------ Provided records

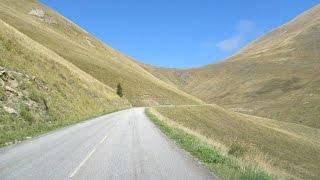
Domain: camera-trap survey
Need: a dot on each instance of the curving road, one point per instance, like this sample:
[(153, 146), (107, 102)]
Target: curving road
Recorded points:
[(122, 145)]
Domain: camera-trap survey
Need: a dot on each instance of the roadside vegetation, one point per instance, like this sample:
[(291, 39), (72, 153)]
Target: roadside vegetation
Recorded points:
[(280, 149), (224, 165), (40, 92)]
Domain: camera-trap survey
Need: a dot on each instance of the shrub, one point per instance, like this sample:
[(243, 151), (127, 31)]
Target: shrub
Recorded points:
[(237, 149), (119, 90), (27, 116)]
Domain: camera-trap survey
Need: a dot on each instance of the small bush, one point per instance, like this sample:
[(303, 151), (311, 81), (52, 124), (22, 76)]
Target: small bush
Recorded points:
[(27, 116), (2, 92), (36, 97), (237, 149)]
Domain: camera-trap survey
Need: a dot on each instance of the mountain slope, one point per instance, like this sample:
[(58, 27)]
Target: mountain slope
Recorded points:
[(89, 54), (280, 148), (276, 76), (40, 91)]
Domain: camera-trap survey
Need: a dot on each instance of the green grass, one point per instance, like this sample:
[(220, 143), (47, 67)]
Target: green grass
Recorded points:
[(225, 166), (60, 95), (283, 149), (17, 130)]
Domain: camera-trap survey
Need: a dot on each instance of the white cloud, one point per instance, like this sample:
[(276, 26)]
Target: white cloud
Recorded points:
[(243, 27), (230, 43)]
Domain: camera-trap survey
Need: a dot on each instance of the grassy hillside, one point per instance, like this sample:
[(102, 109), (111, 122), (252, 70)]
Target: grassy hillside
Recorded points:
[(276, 76), (76, 46), (280, 148), (41, 91)]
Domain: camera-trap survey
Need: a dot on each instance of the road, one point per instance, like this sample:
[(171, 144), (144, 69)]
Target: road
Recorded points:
[(122, 145)]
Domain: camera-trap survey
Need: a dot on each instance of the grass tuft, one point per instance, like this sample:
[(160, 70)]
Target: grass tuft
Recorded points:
[(223, 165)]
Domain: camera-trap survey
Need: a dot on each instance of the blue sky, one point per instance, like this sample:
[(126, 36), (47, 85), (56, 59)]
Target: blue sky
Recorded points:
[(179, 33)]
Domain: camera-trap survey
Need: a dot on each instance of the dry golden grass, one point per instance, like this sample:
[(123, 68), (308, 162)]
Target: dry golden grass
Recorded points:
[(100, 61), (276, 76), (280, 148)]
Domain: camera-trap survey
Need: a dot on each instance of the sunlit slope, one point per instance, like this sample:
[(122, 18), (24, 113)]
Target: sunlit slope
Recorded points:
[(276, 76), (41, 91), (89, 54), (285, 149)]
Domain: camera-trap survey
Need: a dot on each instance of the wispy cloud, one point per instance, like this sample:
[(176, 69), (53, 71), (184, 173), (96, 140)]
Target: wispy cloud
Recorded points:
[(230, 43), (243, 28)]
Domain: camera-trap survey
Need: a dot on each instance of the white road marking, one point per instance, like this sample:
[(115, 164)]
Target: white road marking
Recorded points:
[(103, 139), (90, 154), (82, 163)]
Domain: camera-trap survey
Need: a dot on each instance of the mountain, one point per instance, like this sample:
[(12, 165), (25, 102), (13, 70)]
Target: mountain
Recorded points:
[(53, 73), (277, 76), (88, 54)]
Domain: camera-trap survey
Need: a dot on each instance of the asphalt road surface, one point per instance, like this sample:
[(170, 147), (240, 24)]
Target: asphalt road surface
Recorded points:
[(122, 145)]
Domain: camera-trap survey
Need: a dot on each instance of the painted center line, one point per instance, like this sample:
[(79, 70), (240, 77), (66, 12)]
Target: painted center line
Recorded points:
[(82, 163), (90, 154)]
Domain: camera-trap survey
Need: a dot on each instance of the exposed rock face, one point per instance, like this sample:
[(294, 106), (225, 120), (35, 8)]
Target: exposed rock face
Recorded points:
[(37, 12), (89, 42), (43, 16), (10, 89), (16, 95)]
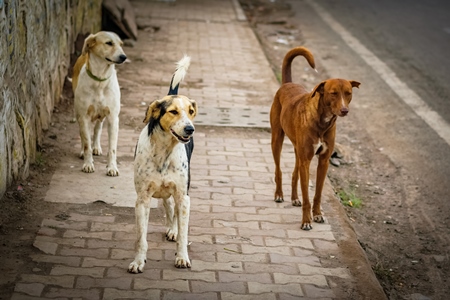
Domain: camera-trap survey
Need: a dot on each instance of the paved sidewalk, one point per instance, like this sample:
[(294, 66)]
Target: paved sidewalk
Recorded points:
[(243, 245)]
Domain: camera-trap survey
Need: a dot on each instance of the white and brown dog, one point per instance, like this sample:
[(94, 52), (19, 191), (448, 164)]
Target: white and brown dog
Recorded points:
[(162, 168), (97, 96)]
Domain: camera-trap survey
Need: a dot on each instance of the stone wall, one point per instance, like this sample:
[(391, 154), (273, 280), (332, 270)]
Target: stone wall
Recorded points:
[(36, 40)]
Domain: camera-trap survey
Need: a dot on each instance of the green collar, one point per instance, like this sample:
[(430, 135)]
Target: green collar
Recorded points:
[(95, 77)]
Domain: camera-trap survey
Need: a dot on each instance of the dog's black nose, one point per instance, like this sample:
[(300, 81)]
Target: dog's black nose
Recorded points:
[(122, 58), (344, 111), (189, 129)]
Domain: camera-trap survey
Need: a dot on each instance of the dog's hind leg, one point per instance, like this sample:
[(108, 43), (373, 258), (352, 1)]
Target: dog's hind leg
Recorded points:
[(113, 132), (182, 209), (97, 148), (322, 168), (142, 211), (171, 221), (294, 185), (277, 146)]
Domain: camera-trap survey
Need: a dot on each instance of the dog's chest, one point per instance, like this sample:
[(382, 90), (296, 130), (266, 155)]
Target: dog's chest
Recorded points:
[(165, 174)]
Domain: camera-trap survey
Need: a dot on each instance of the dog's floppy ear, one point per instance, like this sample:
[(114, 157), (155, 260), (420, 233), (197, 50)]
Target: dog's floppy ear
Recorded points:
[(318, 89), (153, 114), (194, 106), (354, 83), (88, 44)]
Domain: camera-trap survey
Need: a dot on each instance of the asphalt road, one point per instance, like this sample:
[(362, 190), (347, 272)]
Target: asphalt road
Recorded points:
[(412, 37), (378, 42)]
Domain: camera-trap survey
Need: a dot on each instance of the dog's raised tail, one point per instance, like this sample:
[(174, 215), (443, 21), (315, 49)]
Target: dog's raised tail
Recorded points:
[(178, 76), (286, 75)]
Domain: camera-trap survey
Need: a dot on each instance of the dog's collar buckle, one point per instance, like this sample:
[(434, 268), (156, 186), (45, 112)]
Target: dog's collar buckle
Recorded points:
[(95, 77)]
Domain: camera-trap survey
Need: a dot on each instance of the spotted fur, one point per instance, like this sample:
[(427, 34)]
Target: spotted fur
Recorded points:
[(161, 170)]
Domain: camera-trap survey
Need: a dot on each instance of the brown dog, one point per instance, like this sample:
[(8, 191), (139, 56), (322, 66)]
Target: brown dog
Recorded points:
[(309, 120)]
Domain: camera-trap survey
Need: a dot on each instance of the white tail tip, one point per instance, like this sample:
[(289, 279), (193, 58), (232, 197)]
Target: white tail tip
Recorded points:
[(181, 70)]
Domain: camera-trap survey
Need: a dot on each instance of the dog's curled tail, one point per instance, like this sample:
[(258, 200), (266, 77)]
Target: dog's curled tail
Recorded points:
[(286, 75), (178, 76)]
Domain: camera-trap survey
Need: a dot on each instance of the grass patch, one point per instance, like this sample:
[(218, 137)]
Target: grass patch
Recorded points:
[(349, 198)]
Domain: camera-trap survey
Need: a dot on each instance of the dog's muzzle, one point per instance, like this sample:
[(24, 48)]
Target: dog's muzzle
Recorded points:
[(188, 132), (120, 60)]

------------

Omit each picture, then return all of the listing exactly as it stands.

Solution to this task
Domain: camera-trap survey
Need: a dot on each instance of the curving road, one point per instance, like this sample:
[(153, 146), (107, 102)]
Target: curving road
Recorded points:
[(122, 145)]
Domain: camera-trap survey
Need: a dot on each instance of the roadside vegetation, one point per instance, like this sample:
[(291, 39), (72, 153)]
Target: roadside vegetation
Recorded points:
[(280, 149), (224, 165), (40, 92)]
Domain: camera-trap survey
Need: a dot on each instance of the shrub, one point per instance, like this sample:
[(243, 151), (127, 31)]
Target: shrub
Recorded points:
[(237, 149), (119, 90), (27, 116)]
Domain: camera-trap survey
Need: a dot on each instance of the small bush, one point per instance, like this sample:
[(303, 151), (311, 81), (52, 124), (22, 76)]
Target: small bush
Recorded points:
[(27, 116), (2, 92), (36, 97), (237, 149)]
Domain: camera-trap survey
Need: a dot on each instance of the mountain slope, one point per instance, like this sample:
[(58, 27)]
Target: mountain slope
Recorded points:
[(89, 54), (280, 148), (276, 76), (40, 91)]
Domain: camera-trap survey
Need: a dot on each instance of the green grass, one point per instance, like this sample:
[(220, 143), (47, 67)]
Target: green grass
Recorded points:
[(225, 166), (60, 95), (283, 149), (17, 130)]
Domain: camera-trap survey
Need: a dot on each instance of the white cloud, one point per instance, like this sample:
[(276, 26)]
Target: white cloud
Recorded points:
[(243, 27), (230, 43)]
Domain: camera-trap survey
Need: a dot on each instance of the grassy hillside, one point per instance, like this sample:
[(102, 109), (111, 122), (252, 70)]
Target: grassy hillside
Recorded points:
[(276, 76), (76, 46), (280, 148), (41, 91)]
Domain: camera-trap survey
Need: a dot on each instance of the road, one point per instance, like this sample:
[(171, 144), (144, 69)]
Target: road
Recorded points:
[(122, 145)]
Domain: camera-trap survey
Need: a dot on each instance of the grass tuft, one point per instance, like this sample:
[(160, 70)]
Target: grass tuft
Recorded points:
[(223, 165)]
Domain: camera-trap survey
Need: a dot on each instance of the blue sky, one point per instance, like this sample:
[(126, 36), (47, 85), (56, 59)]
Target: blue sky
Recorded points:
[(179, 33)]
Domain: camera-trap survey
Need: a dot on each instance of the dry golden grass, one point per instance, like this sample:
[(123, 68), (308, 162)]
Target: dry golden grass
Recorded points:
[(100, 61), (276, 76), (280, 148)]
Domain: camera-trap survey
Need: a dot on each instance of the sunlit slope, one point per instance, like this sample:
[(122, 18), (24, 113)]
Target: sunlit slope
Recorded points:
[(276, 76), (41, 91), (89, 54), (285, 149)]
Domain: camera-trap survey
Need: a dot on each instance of the wispy cloud, one point per instance, like this sample:
[(176, 69), (53, 71), (184, 173), (96, 140)]
Target: wispy cloud
Recorded points:
[(230, 43), (243, 28)]
Domain: camera-trap survey
Need: a dot on each instance of the white road marking, one point per instance, like this sample:
[(115, 164)]
Target: white road marking
Recorded points:
[(103, 139), (90, 154), (82, 163)]
Domain: camera-trap survey
Need: a dot on each instance of the mountain, one point per instance, like this sample:
[(12, 165), (25, 102), (13, 70)]
Target: mountain
Recorded points:
[(53, 73), (277, 76), (88, 54)]
Domain: camera-trap survey
Need: a dot on each instance of the asphalt road surface, one point per instance, like this sample:
[(170, 147), (240, 24)]
Target: asphalt road surface
Recorded points:
[(122, 145)]
Domain: camera-trap survey
Need: a dot on each instance of the painted center line, one point per instance, like this sample:
[(79, 70), (240, 77), (66, 12)]
Target: painted center line
Recorded points:
[(82, 163), (90, 154)]
Domain: camera-trap survey
Need: a dot on each instance of the exposed rock face, one point per instance, like this sample:
[(294, 106), (225, 120), (35, 8)]
Target: exposed rock face
Recorded points:
[(37, 12), (89, 42), (43, 16), (10, 89), (16, 95)]
Domain: camera-trap survey
Need: a dot on each instance of the paved sidewalk, one point per instance, like this sample:
[(294, 66)]
Target: paved sidewalk
Recorded points:
[(243, 245)]
Domain: camera-trap survey
Need: a dot on each instance of the white and brown dog, one point per instance, like this sample:
[(94, 52), (19, 191), (448, 164)]
Target: white and brown dog
Recorded points:
[(162, 168), (97, 96)]
Domain: camera-trap survey
Need: a dot on each instance of the stone wall, one point per instance, like this sample:
[(391, 154), (273, 280), (332, 270)]
Target: stone wall
Recorded points:
[(36, 40)]
Domain: camera-trap survey
Need: a dot on each instance of the green collar, one point per instance, like this sample:
[(430, 135)]
Target: green collar
Recorded points:
[(95, 77)]
Domain: camera-trap survey
Need: a dot on each instance of the dog's black nose, one point per instance, like this sample:
[(300, 81)]
Target: dog's black nose
Recorded points:
[(122, 58), (344, 111), (189, 129)]
Domain: camera-trap survey
Need: a dot on each instance of the dog's hind leg, one point per instance, like this sample:
[(108, 43), (373, 258), (352, 1)]
Target: dog's hind leg
Recorded points:
[(113, 132), (182, 209), (97, 148), (322, 168), (142, 211), (171, 221), (294, 185), (277, 146)]
Domain: camera-trap survey
Need: a dot on each instance of the dog's chest, one point per instance, like this sample:
[(382, 90), (296, 130), (266, 155)]
Target: dog's chest
Recorded points:
[(165, 174)]
Domain: camera-trap survey
Need: a dot on each instance of the dog's floppy ear, one point per instance, like this sample:
[(114, 157), (155, 260), (420, 233), (197, 50)]
Target: dog's floppy ear
Recorded points:
[(318, 89), (153, 114), (194, 106), (354, 83), (88, 44)]
Domain: camera-trap survey
Need: a dot on each instance of the asphalt road, one point per instance, like this sample:
[(362, 190), (347, 272)]
Target: asphalt road
Recorded points:
[(412, 37), (378, 42)]
Domain: camera-trap survey
Need: a dot on each instance of the dog's raised tail, one point per instance, like this sample:
[(174, 215), (443, 21), (315, 49)]
Target: dog's raised tail
Recorded points:
[(178, 76), (286, 75)]
Domain: camera-trap survey
Need: a dot on each instance of the dog's collar buckle, one point per instance, like this sample:
[(434, 268), (156, 186), (45, 112)]
Target: dog's collar buckle
Recorded points:
[(95, 77)]
Domain: camera-trap survey
Need: a dot on each instance of the spotted fur, one point per instance, like this sample:
[(427, 34)]
Target: spotted fur
Recorded points:
[(161, 170)]
Domain: camera-trap survey
Need: a dot on each instance of the brown dog, one point per instance, like this sample:
[(8, 191), (139, 56), (322, 66)]
Target: brown dog
Recorded points:
[(309, 120)]
Domain: camera-trap survey
Need: a dot on each instance of the white tail tip, one point per instance, like this sample:
[(289, 279), (193, 58), (232, 197)]
Target: white tail tip
Recorded points:
[(181, 70)]
Domain: camera-trap survey
Need: a dot on each instance of the dog's curled tail, one point per instance, like this sample:
[(258, 200), (266, 77)]
Target: dog's curled tail
Recorded points:
[(286, 75), (178, 76)]
Domain: camera-trap survey
Need: a dot on each instance of the grass patch, one point per instance, like this sample:
[(218, 137)]
Target: grass patch
Recorded points:
[(349, 198)]
Domain: camera-trap survey
Need: a dot on each instance of the dog's muzzle, one point per instance, like this sample:
[(24, 48)]
Target: dog's muzzle
Recorded points:
[(188, 132), (120, 60)]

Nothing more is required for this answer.